→ What is needed: Can you render every line of the records below as a numbered list, leaving out any blank lines? Keep the pictures out of your answer.
§ §
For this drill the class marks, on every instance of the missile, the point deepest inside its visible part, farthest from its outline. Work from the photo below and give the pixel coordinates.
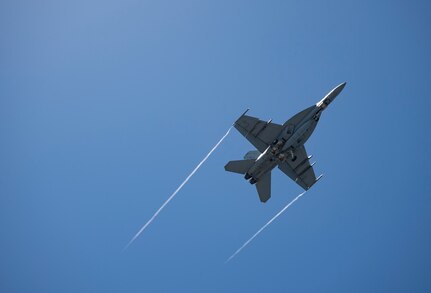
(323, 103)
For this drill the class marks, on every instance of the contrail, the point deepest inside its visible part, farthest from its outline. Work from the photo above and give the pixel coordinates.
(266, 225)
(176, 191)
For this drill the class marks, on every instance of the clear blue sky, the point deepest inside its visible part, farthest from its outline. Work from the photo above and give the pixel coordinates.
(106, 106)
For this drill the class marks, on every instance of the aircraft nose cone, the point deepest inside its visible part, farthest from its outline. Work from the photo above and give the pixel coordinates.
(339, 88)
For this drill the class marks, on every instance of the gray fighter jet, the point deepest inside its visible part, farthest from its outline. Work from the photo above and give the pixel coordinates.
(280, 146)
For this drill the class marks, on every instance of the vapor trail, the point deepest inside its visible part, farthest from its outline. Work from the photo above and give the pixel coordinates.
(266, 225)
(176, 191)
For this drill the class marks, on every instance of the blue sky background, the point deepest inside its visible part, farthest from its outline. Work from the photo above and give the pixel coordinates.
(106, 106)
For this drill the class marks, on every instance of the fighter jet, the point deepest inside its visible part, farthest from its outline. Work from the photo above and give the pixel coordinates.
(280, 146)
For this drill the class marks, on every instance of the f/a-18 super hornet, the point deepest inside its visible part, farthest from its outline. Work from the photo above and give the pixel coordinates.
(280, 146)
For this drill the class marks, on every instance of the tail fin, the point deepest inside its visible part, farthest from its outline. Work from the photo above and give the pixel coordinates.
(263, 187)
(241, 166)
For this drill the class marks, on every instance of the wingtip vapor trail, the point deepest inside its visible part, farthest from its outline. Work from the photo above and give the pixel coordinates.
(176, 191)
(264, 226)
§ §
→ Result for this task:
1. For this drill the class marks, on every instance of the missile, the point deepest inside its visible part, farthest from its outline. Work from the photo below and give the pixel coordinates.
2. (323, 103)
3. For this drill the class marks, on every instance of the contrail, the point deepest inside its visible part, farthest from its outline. Work from the photo above and give the pixel coordinates.
4. (266, 225)
5. (176, 191)
6. For this drill the class marks, on every instance of the clear blue sky, the point deepest inside its visible part, farthest from its outline. Work from the photo above and give the pixel coordinates.
7. (106, 106)
8. For this drill the class marks, on every instance of the aircraft nose cone, the point deepest inside its visible part, farthest from its outline. Work from the photo above and give the pixel coordinates.
9. (339, 88)
10. For this drill the class marks, on every instance of the gray fighter jet, the point deepest inside its visible part, farthest from its outline. Work from the photo above and give the pixel coordinates.
11. (280, 146)
12. For this drill the class marks, on every instance of the vapor trail, the point deepest inside its visible part, farthest from its outline. Work from the photo above and give the pixel coordinates.
13. (266, 225)
14. (176, 191)
15. For this drill the class marks, on every instance of the blue sky background, the point deepest inside its visible part, farthest from its outline. Work from the photo above and give the pixel coordinates.
16. (106, 106)
17. For this drill the class marks, on every instance of the fighter jet, the point deepest inside its visible part, farthest from its outline. Work from the photo above and give the pixel coordinates.
18. (280, 146)
19. For this drill the class marks, on every instance of the f/a-18 super hornet, the point deepest inside its visible part, farthest from its outline. Work from the photo above and give the pixel coordinates.
20. (280, 146)
21. For this drill the class marks, on every instance of the tail fin, the point deepest inside its visible part, farthest from its outline. Work from the photo above and give the pixel coordinates.
22. (263, 187)
23. (241, 166)
24. For this drill the class marks, on every instance of the wingtip vapor trail, the point deepest inside its visible part, farthest from its outline. Work from the photo above and give the pixel coordinates.
25. (176, 191)
26. (264, 226)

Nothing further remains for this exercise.